━━ Excerpt

The Jewish state has the dubious honor of having the most attorneys per capita in the world. One out every 100 people in Israel is a lawyer, and Guy Serussi, a whip-smart, upstart attorney with a heart of gold is one of them.

Serussi’s legal career has been in high gear since his teens. He knew he wanted to pursue law after seeing the 1999 Denzel Washington movie “The Hurricane,” based on the true story of Rubin “Hurricane” Carter, a boxer wrongly imprisoned for murder.  

After being drafted into the military, Serussi’s army career was blighted by a knee injury and he was demoted to a clerical role in an office. 

“In my view, litigation is the best self-expression a lawyer can have. Being in court takes all your skills and tests them in real time.” — Guy Serussi 

At the time, Serussi, a Ramat Gan native of Libyan and Ladino stock, said he felt “totally hopeless.” However, it wasn’t long before he decided that instead of wasting his time pushing pens, he might as well start studying for a law degree, even though it’s rare for Israeli teens to begin higher education just after graduating from high school, and almost unheard of while still in the army. But, Serussi said, “I was bored and I had a lot of time on my hands.”

By the time he was 25, he had undertaken his internship, passed the bar, earned a master’s degree in political marketing and government, and was working at a firm specializing in civil and commercial litigation. 

Now 27 (an age when most Israeli law students are just about to graduate), Serussi has his own firm with divisions in real estate law, corporate law and his favorite, civil litigation.

“In my view, litigation is the best self-expression a lawyer can have,” Serussi said. “Being in court takes all your skills and tests them in real time.”

Did it bother him that the legal field is so saturated?

Serussi laughed. “My lawyer number is 76909,” he said, referencing his registration with the Israel Bar Association. “But I believe that if you’re good at it and you have passion, there’s room for everyone.”

━━━━
━━ Extracted data

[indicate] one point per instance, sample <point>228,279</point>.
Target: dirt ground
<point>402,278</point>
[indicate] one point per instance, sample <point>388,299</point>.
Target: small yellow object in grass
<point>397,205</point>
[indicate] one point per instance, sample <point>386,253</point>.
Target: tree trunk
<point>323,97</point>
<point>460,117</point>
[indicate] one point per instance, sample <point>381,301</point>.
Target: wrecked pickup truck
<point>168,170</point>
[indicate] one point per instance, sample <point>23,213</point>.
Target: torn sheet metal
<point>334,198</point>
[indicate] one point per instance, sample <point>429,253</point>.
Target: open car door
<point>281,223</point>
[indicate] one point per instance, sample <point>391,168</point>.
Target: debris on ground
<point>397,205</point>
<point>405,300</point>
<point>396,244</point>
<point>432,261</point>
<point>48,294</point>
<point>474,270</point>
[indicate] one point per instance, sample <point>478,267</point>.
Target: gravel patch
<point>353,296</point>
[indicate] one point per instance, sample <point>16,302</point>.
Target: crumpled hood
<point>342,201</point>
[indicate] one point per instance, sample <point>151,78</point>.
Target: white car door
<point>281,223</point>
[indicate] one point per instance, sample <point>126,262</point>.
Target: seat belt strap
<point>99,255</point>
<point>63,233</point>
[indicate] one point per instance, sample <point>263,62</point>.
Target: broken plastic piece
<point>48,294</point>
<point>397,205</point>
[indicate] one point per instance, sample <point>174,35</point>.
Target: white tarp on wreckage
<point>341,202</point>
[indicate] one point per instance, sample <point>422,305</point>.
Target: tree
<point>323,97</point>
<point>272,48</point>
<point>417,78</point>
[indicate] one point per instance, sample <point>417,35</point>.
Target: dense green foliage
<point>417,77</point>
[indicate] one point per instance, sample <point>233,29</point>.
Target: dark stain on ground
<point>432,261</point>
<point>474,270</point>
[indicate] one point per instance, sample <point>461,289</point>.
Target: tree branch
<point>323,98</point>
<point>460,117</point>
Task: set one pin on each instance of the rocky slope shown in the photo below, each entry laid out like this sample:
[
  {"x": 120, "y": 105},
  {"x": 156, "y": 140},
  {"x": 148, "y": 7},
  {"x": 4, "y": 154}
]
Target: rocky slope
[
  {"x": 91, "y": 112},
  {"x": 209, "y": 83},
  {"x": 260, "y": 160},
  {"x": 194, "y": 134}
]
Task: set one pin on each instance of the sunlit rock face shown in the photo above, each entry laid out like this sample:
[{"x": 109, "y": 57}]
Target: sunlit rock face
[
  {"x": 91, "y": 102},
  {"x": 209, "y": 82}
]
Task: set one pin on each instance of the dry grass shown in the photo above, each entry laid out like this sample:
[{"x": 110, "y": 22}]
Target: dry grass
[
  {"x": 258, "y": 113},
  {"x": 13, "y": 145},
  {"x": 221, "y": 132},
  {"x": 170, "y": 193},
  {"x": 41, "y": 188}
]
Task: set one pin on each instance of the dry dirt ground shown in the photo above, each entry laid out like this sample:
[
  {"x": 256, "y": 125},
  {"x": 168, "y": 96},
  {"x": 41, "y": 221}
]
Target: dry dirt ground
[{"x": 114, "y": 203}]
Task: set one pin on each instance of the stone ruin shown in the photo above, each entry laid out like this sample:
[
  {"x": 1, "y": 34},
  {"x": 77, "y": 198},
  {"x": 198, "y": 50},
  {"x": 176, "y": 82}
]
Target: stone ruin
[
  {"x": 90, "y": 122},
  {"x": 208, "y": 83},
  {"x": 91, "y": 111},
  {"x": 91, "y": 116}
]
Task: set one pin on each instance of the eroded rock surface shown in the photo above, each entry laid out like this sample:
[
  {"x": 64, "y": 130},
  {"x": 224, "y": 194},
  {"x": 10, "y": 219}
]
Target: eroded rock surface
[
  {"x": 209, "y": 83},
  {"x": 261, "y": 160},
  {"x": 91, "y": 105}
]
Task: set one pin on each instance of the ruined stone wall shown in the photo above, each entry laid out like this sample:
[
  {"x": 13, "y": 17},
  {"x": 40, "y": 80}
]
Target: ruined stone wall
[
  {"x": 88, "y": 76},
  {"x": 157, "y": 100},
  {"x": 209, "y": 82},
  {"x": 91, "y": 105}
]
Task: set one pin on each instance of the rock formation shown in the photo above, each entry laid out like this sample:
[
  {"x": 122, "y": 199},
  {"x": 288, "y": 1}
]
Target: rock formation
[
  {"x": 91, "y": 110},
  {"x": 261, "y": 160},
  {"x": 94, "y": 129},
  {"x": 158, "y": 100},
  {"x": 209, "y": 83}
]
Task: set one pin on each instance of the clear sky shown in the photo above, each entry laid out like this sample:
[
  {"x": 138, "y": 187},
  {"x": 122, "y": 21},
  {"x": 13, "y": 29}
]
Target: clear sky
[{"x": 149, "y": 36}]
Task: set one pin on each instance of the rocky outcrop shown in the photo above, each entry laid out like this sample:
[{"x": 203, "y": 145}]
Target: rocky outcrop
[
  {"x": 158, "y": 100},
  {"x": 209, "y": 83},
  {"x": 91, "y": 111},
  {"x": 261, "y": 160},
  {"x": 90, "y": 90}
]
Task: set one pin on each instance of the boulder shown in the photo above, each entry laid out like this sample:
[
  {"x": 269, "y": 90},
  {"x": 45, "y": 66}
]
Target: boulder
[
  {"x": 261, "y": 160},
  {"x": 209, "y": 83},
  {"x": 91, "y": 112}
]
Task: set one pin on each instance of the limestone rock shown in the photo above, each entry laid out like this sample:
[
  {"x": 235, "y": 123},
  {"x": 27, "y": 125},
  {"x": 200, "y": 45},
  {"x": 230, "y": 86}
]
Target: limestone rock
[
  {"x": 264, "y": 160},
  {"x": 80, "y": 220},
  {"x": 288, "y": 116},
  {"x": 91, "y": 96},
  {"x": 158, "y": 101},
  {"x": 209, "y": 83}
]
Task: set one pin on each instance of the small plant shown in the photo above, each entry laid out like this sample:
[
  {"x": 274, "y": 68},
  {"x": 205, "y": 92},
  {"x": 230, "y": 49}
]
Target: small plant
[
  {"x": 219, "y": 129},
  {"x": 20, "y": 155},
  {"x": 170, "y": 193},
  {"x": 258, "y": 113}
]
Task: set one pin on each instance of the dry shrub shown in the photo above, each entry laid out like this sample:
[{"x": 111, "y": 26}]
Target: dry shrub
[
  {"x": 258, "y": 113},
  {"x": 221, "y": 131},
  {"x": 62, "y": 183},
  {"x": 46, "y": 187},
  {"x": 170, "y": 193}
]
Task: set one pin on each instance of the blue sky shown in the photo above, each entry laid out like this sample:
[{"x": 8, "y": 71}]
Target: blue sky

━━━━

■ **Required actions**:
1. Answer these questions from the article about Guy Serussi:
(a) Which movie made him decide to pursue law?
(b) What is his lawyer number?
(c) How old is he now?
2. List every division of Serussi's own firm that the article about Guy Serussi names.
The data shown with the article comes from a separate source.

■ **Solutions for each task**:
1.
(a) "The Hurricane," the 1999 Denzel Washington movie
(b) 76909
(c) 27

2.
- Real estate law
- Corporate law
- Civil litigation